■ **Work order**
Images stay out. Everything else in the records is repeated exactly.

■ **Input material**
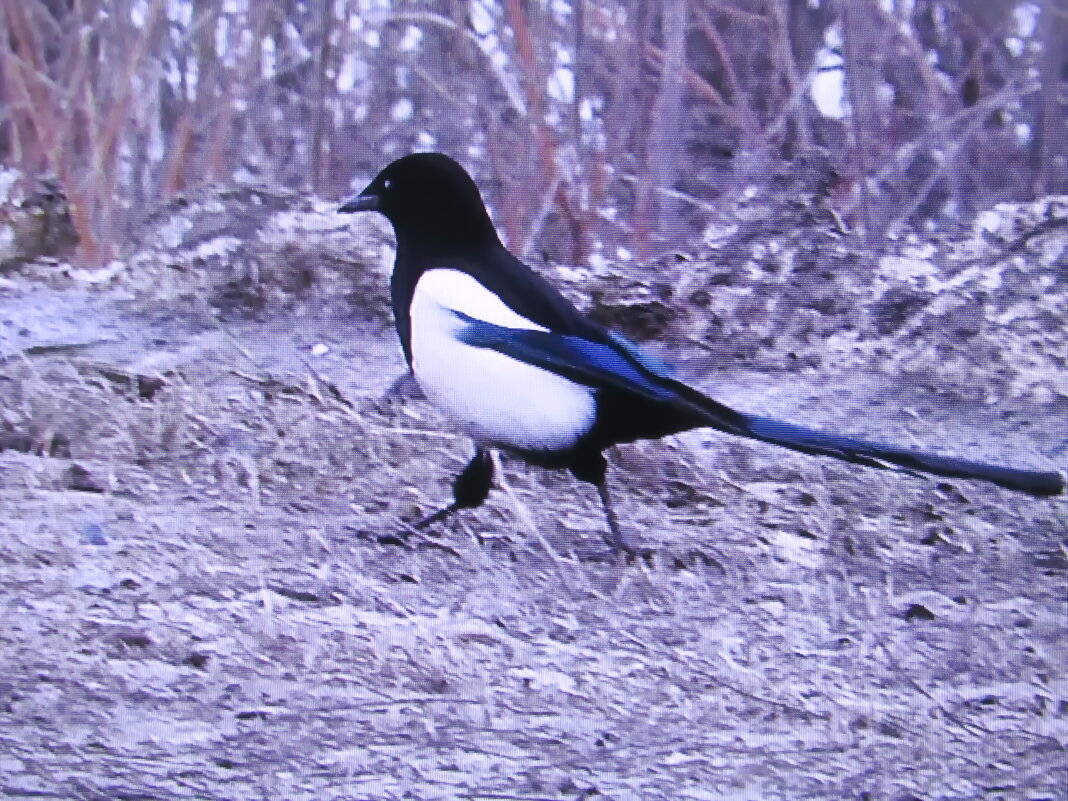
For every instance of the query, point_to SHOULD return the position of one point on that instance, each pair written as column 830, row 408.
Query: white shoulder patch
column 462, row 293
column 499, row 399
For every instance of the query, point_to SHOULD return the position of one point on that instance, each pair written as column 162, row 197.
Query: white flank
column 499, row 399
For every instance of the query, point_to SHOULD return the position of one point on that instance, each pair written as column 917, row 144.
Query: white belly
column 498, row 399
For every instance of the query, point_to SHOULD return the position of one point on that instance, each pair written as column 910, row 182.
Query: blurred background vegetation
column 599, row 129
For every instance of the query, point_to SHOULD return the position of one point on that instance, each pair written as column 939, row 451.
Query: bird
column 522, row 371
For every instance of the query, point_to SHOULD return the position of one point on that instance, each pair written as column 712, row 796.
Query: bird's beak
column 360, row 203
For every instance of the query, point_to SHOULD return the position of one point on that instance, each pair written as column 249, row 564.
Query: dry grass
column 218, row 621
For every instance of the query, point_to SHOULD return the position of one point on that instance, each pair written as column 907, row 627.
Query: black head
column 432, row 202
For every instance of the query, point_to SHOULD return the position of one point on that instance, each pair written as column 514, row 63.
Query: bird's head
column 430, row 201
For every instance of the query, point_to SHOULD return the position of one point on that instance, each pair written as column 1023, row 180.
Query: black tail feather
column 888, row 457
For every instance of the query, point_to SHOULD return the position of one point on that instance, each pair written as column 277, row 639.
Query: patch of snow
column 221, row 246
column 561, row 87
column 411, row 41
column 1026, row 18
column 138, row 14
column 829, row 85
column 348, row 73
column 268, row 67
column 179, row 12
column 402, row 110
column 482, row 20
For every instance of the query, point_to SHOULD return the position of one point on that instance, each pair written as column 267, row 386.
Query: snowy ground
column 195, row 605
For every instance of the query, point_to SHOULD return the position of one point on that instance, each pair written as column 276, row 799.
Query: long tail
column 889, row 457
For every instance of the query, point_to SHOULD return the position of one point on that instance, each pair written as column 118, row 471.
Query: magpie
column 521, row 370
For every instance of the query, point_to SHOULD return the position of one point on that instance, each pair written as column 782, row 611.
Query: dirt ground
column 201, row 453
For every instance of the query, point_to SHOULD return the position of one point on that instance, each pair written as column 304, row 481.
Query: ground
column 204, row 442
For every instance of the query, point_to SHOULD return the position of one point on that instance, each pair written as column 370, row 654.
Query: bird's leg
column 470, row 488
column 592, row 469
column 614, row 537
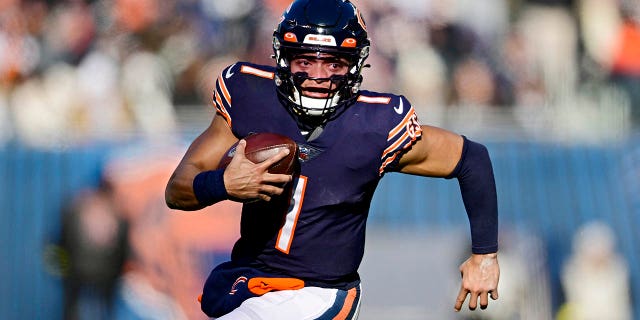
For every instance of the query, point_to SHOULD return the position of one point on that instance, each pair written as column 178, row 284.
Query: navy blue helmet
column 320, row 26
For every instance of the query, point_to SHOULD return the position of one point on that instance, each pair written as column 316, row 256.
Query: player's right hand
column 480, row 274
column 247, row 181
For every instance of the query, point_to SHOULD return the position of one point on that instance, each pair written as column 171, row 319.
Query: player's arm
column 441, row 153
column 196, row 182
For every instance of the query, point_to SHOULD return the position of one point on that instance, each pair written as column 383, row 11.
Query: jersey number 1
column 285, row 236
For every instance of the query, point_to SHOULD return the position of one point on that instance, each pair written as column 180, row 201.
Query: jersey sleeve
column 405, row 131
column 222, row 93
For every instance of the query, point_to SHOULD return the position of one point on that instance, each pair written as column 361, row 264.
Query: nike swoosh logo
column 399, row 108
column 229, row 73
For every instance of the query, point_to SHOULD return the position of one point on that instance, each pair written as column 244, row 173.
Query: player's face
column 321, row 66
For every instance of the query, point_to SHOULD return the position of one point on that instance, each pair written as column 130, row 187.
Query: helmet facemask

■ **Task answer**
For every instance of the query, point_to SHOULD return the position of one point on that instance, each pair written as column 830, row 408.
Query: white shoulder patch
column 462, row 293
column 499, row 399
For every instance of the query, point_to SHOULD return the position of one point on that instance, each pair written as column 162, row 197.
Query: white flank
column 499, row 399
For every instance of the query, point_to SHOULD return the position of one point on that instance, each pair written as column 917, row 144.
Query: white belly
column 498, row 399
For every instance of the query, point_to SHOULD return the position of one point on that instance, each pair written as column 910, row 182.
Query: blurred background vegetation
column 599, row 129
For every instance of the query, point_to SHOULD return the position of one point on that instance, each pair written as column 939, row 451.
Query: bird
column 522, row 371
For every instance of the query, point_to SHOULD return the position of one point on that instance, each pair written as column 712, row 796.
Query: bird's beak
column 360, row 203
For every instance of the query, point_to SHOULD return the position of one point on that instance, each pair written as column 249, row 564.
Query: dry grass
column 218, row 621
For every instance of the query, point_to SHOULD return the position of one point on that instance, each pair written as column 907, row 627.
Query: black head
column 432, row 202
For every instance of the query, point_to SHOULD return the position of one point on that instance, each pair written as column 514, row 63.
Query: bird's head
column 430, row 201
For every instance of the query, point_to SHOULD return the position of one point on that instance, each pair written as column 1023, row 180.
Query: black tail feather
column 888, row 457
For every instance of the query, point_to SHOULD return the position of one point on that instance, each pair written as column 277, row 639.
Query: patch of snow
column 221, row 246
column 561, row 87
column 411, row 41
column 1026, row 18
column 138, row 14
column 829, row 85
column 348, row 73
column 268, row 67
column 179, row 12
column 402, row 110
column 482, row 20
For every instance of the query, point_to SHOULD return the position of one point on that instance, each pair written as column 267, row 386.
Query: snowy ground
column 195, row 605
For every instance of the query, point_to SHOULD return the position of one point on that instance, each pair written as column 276, row 799.
Query: long tail
column 889, row 457
For every instance of the query, point_to SHOULD return the position of one point on that instance, each pair written as column 118, row 471.
Query: magpie
column 521, row 370
For every instance of the query, point_to SHOULD return the position of one point on that instance, each pair written as column 782, row 611.
Query: dirt ground
column 201, row 453
For every instance of the query, point_to SHOULD return the position of one point on that instance, each pair written as column 304, row 481.
Query: ground
column 204, row 442
For every instance of the query, point_to SHOULD return the position of one point on that instance, each pair written as column 370, row 654.
Query: bird's leg
column 470, row 488
column 592, row 469
column 614, row 537
For every instance of the query, point_to SHOULD return the position of one point on that instance, each pair written as column 178, row 284.
Query: navy blue helmet
column 320, row 26
For every instance of the query, point_to SHOULD return the position of one point on that instance, each pair written as column 316, row 256.
Query: player's right hand
column 480, row 274
column 247, row 181
For every instance of the query, point_to SHOULD return the position of one point on that instance, each pair written as column 171, row 319.
Query: player's arm
column 441, row 153
column 196, row 182
For every instance of the query, point_to SHOULD return the position of one point on that instance, each pair written as column 383, row 11.
Query: jersey number 1
column 285, row 236
For every instance of the query, point_to SHOULD return the position of one point on that instance, each pair written as column 180, row 201.
Query: jersey sleeve
column 405, row 131
column 222, row 93
For every instance of the query, point_to SHOULD return the position of one point on that instance, each pair written as column 361, row 264.
Query: nike swoosh logo
column 399, row 108
column 229, row 73
For every instance of the query, point_to SHOULD return the position of one point on that instance, each pair written as column 244, row 173.
Query: player's face
column 321, row 66
For every instance of the query, point_to SHOULD return the position of one point on that instance, each pair written as column 130, row 187.
Query: helmet facemask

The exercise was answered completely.